- [À FAIRE]
A) Recopiez un passage de l'extrait sur l'Accord de Lusaka : commencez aux mots qui contiennent « Sur le plan » et arrêtez-vous après « la société civile. ».
B) Dans l'extrait sur l'Accord de Lusaka, répondez aux questions suivantes :
(i) Qui l'Accord chargeait-il de contrôler le désengagement des forces pendant la période transitoire ?
(ii) Combien de représentants chaque signataire avait-il dans la Commission militaire mixte ?
(iii) Qui devait nommer le Facilitateur neutre du dialogue national ?

Avec un certain manque de réalisme, l’Accord de Lusaka esquissait des mesures à la fois politiques et militaires, susceptibles de ramener la paix au Congo. Il préconisait le déploiement d’une force de maintien de la paix « appropriée », au sens du Chapitre VII de l’ONU, afin de contribuer à la mise en œuvre du cessez-le-feu. L’accord

prévoyait également de poursuivre et désarmer les milices, et d’arrêter les criminels de guerre dans leurs rangs. Toutefois, l’Accord assignait aux belligérants eux-mêmes la tâche de contrôler le désengagement des forces pendant la période transitoire précédant le déploiement des forces onusiennes. Une Commission militaire mixte (CCM) composée de deux représentants de chacun des signataires, et d’un président neutre, désigné par l’OUA, devait prendre la direction de ces opérations et en répondre devant un Comité politique composé des ministres de la Défense et des Affaires étrangères des pays militairement impliqués.

Sur le plan politique, l’Accord de Lusaka prévoyait un dialogue national, destiné à donner au Congo une « nouvelle donne politique ». Ce dialogue visait l’organisation d’élections démocratiques, la formation d’une nouvelle armée nationale, et le rétablissement de l’administration de l’état sur l’ensemble du territoire. À ce dialogue devaient participer sur un pied d’égalité, et sous les auspices d’un Facilitateur neutre, nommé par l’OUA : le président Kabila, les deux factions du groupe rebelle Rassemblement congolais pour la démocratie (RDC), le Mouvement pour la libération du Congo (MLC), également rebelle, des groupes d’opposition non-armés, et des groupes représentant la société civile.

- [EXTRAITS DE DONNÉES]
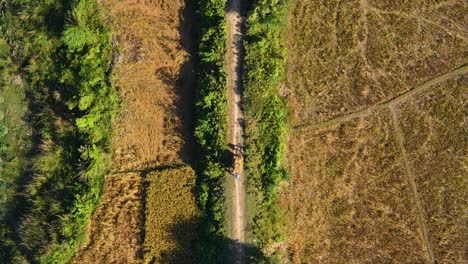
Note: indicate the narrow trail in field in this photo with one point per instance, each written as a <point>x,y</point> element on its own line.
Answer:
<point>412,182</point>
<point>234,62</point>
<point>463,70</point>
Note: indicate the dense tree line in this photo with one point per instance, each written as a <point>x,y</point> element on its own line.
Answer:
<point>266,112</point>
<point>63,54</point>
<point>211,127</point>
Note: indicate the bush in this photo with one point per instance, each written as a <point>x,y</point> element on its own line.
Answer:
<point>211,128</point>
<point>266,113</point>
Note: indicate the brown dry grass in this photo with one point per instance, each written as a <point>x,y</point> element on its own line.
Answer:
<point>153,82</point>
<point>349,198</point>
<point>346,55</point>
<point>434,128</point>
<point>114,232</point>
<point>147,74</point>
<point>170,216</point>
<point>389,184</point>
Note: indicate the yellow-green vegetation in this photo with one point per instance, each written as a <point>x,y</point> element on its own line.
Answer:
<point>266,114</point>
<point>377,151</point>
<point>434,134</point>
<point>211,127</point>
<point>171,212</point>
<point>62,53</point>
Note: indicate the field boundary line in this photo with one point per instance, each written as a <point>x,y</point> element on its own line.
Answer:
<point>412,181</point>
<point>462,70</point>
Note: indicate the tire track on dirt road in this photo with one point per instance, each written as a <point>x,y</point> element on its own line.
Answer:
<point>234,62</point>
<point>412,182</point>
<point>463,70</point>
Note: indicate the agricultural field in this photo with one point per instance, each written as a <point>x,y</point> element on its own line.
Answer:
<point>170,220</point>
<point>377,148</point>
<point>152,73</point>
<point>149,75</point>
<point>115,232</point>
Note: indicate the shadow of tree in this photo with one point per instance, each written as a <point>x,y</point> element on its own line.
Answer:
<point>183,240</point>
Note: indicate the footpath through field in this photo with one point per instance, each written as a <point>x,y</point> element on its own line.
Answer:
<point>234,62</point>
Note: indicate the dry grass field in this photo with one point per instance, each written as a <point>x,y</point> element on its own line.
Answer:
<point>434,130</point>
<point>170,216</point>
<point>148,76</point>
<point>150,71</point>
<point>377,92</point>
<point>115,229</point>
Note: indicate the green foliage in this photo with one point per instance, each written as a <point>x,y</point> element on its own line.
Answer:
<point>211,128</point>
<point>266,113</point>
<point>65,63</point>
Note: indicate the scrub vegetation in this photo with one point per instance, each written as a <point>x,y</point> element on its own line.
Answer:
<point>62,53</point>
<point>266,113</point>
<point>211,127</point>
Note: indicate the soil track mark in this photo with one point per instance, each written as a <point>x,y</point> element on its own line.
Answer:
<point>234,62</point>
<point>463,70</point>
<point>411,179</point>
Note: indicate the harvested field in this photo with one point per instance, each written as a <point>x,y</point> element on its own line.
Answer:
<point>377,151</point>
<point>349,197</point>
<point>148,75</point>
<point>170,216</point>
<point>353,54</point>
<point>152,73</point>
<point>434,132</point>
<point>115,229</point>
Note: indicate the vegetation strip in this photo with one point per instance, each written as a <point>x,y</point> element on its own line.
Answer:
<point>211,127</point>
<point>266,113</point>
<point>63,54</point>
<point>411,181</point>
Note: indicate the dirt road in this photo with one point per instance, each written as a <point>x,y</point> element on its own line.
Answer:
<point>234,62</point>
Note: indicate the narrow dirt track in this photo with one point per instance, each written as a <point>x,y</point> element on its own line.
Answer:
<point>412,182</point>
<point>234,62</point>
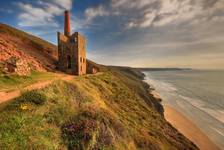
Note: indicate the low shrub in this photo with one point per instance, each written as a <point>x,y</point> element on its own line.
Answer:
<point>79,133</point>
<point>34,97</point>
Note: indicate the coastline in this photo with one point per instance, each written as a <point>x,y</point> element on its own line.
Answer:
<point>185,125</point>
<point>188,128</point>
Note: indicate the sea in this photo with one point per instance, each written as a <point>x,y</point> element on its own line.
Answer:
<point>198,94</point>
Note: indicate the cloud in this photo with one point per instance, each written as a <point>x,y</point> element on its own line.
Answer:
<point>92,13</point>
<point>42,13</point>
<point>157,13</point>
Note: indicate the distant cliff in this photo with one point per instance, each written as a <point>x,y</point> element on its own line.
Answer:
<point>109,110</point>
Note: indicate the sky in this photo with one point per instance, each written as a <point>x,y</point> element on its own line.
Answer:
<point>136,33</point>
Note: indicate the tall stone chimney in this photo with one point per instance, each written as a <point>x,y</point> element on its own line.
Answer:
<point>67,23</point>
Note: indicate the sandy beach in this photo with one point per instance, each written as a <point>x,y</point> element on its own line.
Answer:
<point>188,128</point>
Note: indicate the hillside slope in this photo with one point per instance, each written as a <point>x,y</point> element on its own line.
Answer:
<point>109,110</point>
<point>41,54</point>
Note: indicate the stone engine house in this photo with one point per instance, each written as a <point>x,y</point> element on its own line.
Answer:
<point>71,50</point>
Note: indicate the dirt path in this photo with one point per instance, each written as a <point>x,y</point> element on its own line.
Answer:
<point>6,96</point>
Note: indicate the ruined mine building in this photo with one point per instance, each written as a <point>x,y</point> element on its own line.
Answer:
<point>71,50</point>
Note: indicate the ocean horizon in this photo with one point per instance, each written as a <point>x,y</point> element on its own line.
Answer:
<point>197,94</point>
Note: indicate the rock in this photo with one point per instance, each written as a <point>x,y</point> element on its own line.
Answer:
<point>18,66</point>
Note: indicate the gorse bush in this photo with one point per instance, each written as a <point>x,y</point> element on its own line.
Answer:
<point>34,97</point>
<point>79,133</point>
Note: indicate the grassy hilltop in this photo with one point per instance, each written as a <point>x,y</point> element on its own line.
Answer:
<point>109,110</point>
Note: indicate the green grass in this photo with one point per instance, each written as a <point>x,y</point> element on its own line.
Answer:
<point>13,82</point>
<point>103,111</point>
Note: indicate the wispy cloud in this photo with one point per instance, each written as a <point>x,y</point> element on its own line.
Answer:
<point>147,13</point>
<point>42,13</point>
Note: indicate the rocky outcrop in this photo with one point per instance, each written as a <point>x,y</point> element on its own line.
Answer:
<point>17,66</point>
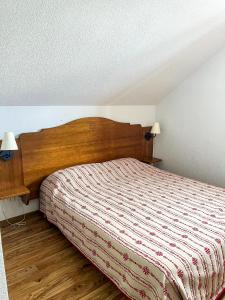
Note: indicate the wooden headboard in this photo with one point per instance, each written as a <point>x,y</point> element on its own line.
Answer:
<point>81,141</point>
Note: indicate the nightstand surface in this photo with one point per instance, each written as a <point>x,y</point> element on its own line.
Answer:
<point>15,191</point>
<point>152,161</point>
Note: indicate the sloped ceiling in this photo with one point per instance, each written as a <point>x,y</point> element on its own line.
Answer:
<point>82,52</point>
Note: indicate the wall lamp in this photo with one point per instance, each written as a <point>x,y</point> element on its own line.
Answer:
<point>8,145</point>
<point>153,132</point>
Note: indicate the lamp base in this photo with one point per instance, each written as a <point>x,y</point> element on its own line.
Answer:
<point>5,155</point>
<point>149,135</point>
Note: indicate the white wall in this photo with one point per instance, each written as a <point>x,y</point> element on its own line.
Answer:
<point>21,119</point>
<point>66,52</point>
<point>192,117</point>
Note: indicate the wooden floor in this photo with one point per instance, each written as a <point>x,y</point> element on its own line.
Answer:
<point>41,264</point>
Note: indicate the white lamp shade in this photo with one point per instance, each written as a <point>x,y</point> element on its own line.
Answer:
<point>9,142</point>
<point>155,128</point>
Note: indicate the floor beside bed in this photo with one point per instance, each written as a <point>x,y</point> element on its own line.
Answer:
<point>41,264</point>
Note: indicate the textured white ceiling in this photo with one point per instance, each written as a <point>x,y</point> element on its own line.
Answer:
<point>78,52</point>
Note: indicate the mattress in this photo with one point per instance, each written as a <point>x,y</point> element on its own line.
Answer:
<point>156,235</point>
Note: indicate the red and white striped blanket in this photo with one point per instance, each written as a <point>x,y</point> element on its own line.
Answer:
<point>156,235</point>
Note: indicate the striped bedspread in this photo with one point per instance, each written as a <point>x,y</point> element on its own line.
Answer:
<point>156,235</point>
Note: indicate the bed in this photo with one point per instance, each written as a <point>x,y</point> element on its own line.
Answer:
<point>156,235</point>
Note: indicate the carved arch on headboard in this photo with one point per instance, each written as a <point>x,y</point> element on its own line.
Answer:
<point>81,141</point>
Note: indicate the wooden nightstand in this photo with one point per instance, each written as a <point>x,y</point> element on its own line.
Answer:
<point>152,161</point>
<point>20,191</point>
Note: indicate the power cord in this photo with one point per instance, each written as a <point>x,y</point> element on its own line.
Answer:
<point>19,223</point>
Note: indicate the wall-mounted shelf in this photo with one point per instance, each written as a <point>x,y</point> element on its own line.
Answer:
<point>152,161</point>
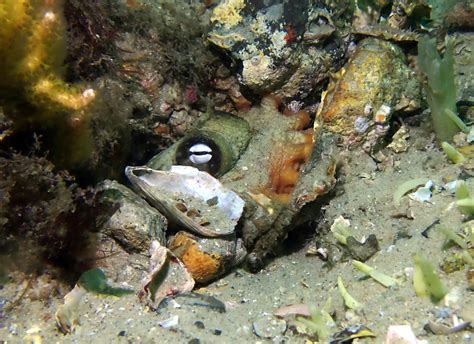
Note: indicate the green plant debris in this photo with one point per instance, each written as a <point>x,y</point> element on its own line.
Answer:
<point>349,301</point>
<point>341,229</point>
<point>425,280</point>
<point>464,201</point>
<point>95,281</point>
<point>407,187</point>
<point>462,191</point>
<point>452,153</point>
<point>454,262</point>
<point>319,323</point>
<point>461,125</point>
<point>466,206</point>
<point>468,258</point>
<point>380,277</point>
<point>440,87</point>
<point>452,236</point>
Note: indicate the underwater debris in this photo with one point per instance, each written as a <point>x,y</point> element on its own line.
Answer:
<point>402,334</point>
<point>425,280</point>
<point>319,323</point>
<point>361,251</point>
<point>375,77</point>
<point>349,301</point>
<point>167,276</point>
<point>93,281</point>
<point>452,153</point>
<point>33,43</point>
<point>183,194</point>
<point>281,46</point>
<point>134,224</point>
<point>406,187</point>
<point>378,276</point>
<point>206,258</point>
<point>440,88</point>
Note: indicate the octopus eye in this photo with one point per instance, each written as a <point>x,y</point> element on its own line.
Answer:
<point>215,147</point>
<point>200,153</point>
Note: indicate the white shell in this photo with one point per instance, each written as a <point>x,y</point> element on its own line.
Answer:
<point>192,198</point>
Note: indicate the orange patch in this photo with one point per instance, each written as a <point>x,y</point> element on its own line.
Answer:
<point>201,265</point>
<point>285,167</point>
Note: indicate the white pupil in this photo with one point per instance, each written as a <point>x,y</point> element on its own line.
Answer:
<point>200,153</point>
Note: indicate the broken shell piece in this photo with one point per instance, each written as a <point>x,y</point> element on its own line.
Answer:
<point>441,329</point>
<point>402,334</point>
<point>424,193</point>
<point>167,276</point>
<point>185,190</point>
<point>206,259</point>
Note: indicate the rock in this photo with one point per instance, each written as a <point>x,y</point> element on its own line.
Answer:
<point>135,223</point>
<point>269,327</point>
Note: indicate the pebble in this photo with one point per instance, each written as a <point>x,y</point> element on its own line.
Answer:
<point>269,327</point>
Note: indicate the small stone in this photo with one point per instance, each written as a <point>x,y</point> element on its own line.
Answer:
<point>269,327</point>
<point>199,324</point>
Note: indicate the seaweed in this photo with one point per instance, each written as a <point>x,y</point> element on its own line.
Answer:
<point>440,88</point>
<point>45,217</point>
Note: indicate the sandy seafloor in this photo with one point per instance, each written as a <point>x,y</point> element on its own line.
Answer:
<point>365,198</point>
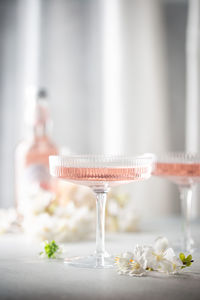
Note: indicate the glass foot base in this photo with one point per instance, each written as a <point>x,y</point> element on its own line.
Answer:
<point>91,262</point>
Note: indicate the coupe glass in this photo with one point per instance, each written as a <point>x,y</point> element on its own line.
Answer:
<point>184,170</point>
<point>100,173</point>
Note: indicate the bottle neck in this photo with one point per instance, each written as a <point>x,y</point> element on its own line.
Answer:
<point>39,126</point>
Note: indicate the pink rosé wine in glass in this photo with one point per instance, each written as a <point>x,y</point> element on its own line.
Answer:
<point>184,170</point>
<point>100,172</point>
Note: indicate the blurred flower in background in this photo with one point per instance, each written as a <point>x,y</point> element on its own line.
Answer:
<point>69,213</point>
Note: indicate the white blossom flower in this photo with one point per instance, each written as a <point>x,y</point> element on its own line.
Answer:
<point>161,258</point>
<point>128,264</point>
<point>158,257</point>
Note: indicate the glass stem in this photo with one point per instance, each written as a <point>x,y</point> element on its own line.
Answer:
<point>186,197</point>
<point>101,197</point>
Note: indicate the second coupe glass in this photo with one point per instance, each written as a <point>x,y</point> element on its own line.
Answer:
<point>184,170</point>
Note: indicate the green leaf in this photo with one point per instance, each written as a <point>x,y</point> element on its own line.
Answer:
<point>50,249</point>
<point>182,256</point>
<point>189,258</point>
<point>187,261</point>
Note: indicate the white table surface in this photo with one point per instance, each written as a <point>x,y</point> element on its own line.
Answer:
<point>25,276</point>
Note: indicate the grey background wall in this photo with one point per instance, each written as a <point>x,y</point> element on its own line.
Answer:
<point>115,71</point>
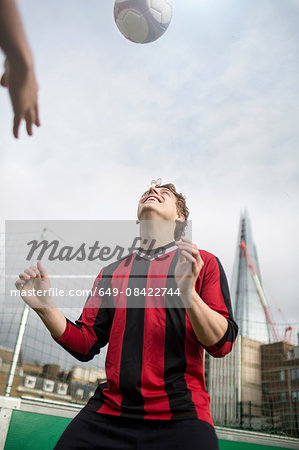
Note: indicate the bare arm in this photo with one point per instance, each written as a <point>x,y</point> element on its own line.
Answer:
<point>19,76</point>
<point>208,325</point>
<point>37,278</point>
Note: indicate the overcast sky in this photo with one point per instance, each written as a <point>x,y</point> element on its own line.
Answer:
<point>211,106</point>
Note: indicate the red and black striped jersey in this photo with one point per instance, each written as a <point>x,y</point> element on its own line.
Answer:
<point>154,362</point>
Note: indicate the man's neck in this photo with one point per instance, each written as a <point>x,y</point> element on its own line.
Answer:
<point>156,233</point>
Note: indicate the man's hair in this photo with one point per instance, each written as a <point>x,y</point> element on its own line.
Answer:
<point>181,207</point>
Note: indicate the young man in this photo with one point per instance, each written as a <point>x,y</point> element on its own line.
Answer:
<point>172,302</point>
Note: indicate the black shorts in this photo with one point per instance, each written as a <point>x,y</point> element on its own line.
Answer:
<point>92,430</point>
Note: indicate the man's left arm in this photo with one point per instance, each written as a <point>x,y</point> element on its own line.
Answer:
<point>210,312</point>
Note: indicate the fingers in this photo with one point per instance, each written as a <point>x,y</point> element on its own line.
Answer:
<point>37,121</point>
<point>33,272</point>
<point>3,80</point>
<point>16,124</point>
<point>190,252</point>
<point>29,121</point>
<point>42,270</point>
<point>19,284</point>
<point>31,118</point>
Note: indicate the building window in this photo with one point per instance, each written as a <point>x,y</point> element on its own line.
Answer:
<point>295,374</point>
<point>282,375</point>
<point>48,385</point>
<point>283,396</point>
<point>30,381</point>
<point>62,388</point>
<point>295,395</point>
<point>79,393</point>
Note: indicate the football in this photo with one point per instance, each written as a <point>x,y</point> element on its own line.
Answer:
<point>142,21</point>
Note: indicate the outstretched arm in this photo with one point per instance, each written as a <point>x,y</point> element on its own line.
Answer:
<point>19,76</point>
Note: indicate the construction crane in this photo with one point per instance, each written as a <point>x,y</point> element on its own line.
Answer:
<point>260,291</point>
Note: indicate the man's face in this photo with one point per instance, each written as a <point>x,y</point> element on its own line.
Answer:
<point>158,203</point>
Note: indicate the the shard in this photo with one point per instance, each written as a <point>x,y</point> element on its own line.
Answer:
<point>248,309</point>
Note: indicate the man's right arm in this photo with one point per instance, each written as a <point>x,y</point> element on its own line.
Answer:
<point>54,320</point>
<point>82,339</point>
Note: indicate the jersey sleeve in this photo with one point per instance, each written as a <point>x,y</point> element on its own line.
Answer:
<point>84,338</point>
<point>214,291</point>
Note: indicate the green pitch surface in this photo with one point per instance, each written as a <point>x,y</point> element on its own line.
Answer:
<point>31,431</point>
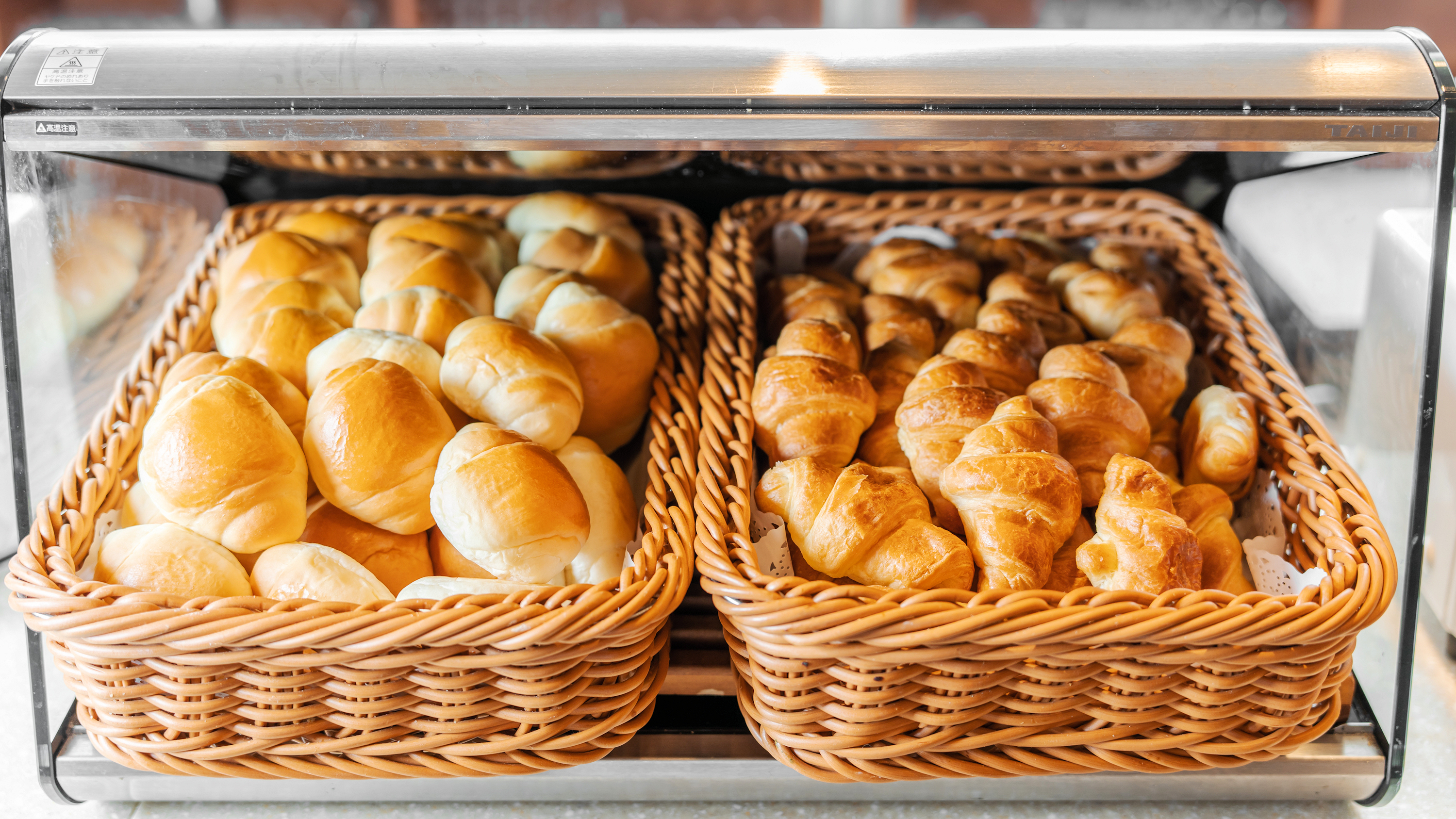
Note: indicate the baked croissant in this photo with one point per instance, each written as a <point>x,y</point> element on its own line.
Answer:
<point>1141,541</point>
<point>1104,302</point>
<point>865,524</point>
<point>944,404</point>
<point>810,402</point>
<point>1094,419</point>
<point>892,367</point>
<point>1221,441</point>
<point>1017,498</point>
<point>1007,367</point>
<point>1208,511</point>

- [RÉPONSES RÉDIGÉES]
A)
Sur le plan politique, l’Accord de Lusaka prévoyait un dialogue national, destiné à donner au Congo une « nouvelle donne politique ». Ce dialogue visait l’organisation d’élections démocratiques, la formation d’une nouvelle armée nationale, et le rétablissement de l’administration de l’état sur l’ensemble du territoire. À ce dialogue devaient participer sur un pied d’égalité, et sous les auspices d’un Facilitateur neutre, nommé par l’OUA : le président Kabila, les deux factions du groupe rebelle Rassemblement congolais pour la démocratie (RDC), le Mouvement pour la libération du Congo (MLC), également rebelle, des groupes d’opposition non-armés, et des groupes représentant la société civile.

B)
(i) Les belligérants eux-mêmes.
(ii) Deux représentants.
(iii) L'OUA.